Reading text:
* * *

TurnTrout comments on The Catastrophic Convergence Conjecture

TurnTrout 17 Feb 2020 17:25 UTC
LW: 4 AF: 2
AF
Intriguing. I don’t know whether that suggests our values aren’t as complicated as we thought, or whether the pressures which selected them are not complicated.

While I’m not an expert on the biological intrinsic motivation literature, I think it’s at least true that some parts of our values were selected for because they’re good heuristics for maintaining AU. This is the thing that MCE was trying to explain:

The paper’s central notion begins with the claim is that there is a physical principle, called “causal entropic forces,” that drives a physical system toward a state that maximizes its options for future change. For example, a particle inside a rectangular box will move to the center rather than to the side, because once it is at the center it has the option of moving in any direction. Moreover, argues the paper, physical systems governed by causal entropic forces exhibit intelligent behavior.

* * *

Source material:
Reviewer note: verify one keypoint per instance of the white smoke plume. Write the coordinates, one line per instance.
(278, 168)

* * *

Tasks to complete:
(1) In the Catastrophic Convergence Conjecture comment, turn the paragraph beginning "The paper's central notion" into a short list that keeps its main facts.
(2) Pick up the Catastrophic Convergence Conjecture comment after its final sentence and continue it.
The lines above come from a source other than the Catastrophic Convergence Conjecture comment.

Task-by-task results:
(1)
- A physical principle called "causal entropic forces" drives a physical system toward a state that maximizes its options for future change.
- A particle inside a rectangular box moves to the center rather than to the side, because from the center it can move in any direction.
- The paper argues that physical systems governed by causal entropic forces exhibit intelligent behavior.

(2)
I think they have this backwards: intelligent behavior often results in instrumentally convergent behavior (and not necessarily the other way around). Similarly, Salge et al. overview the behavioral empowerment hypothesis:

The adaptation brought about by natural evolution reduce organisms that in absence of specific goals behave as if they were maximizing [mutual information between their actions and future observations].

As I discuss in section 6.1 of Optimal Farsighted Agents Tend to Seek Power, I think that “ability to achieve goals in general” (power) is a better intuitive and technical notion than information-theoretic empowerment. I think it’s pretty plausible that we have heuristics which, all else equal, push us to maintain or increase our power.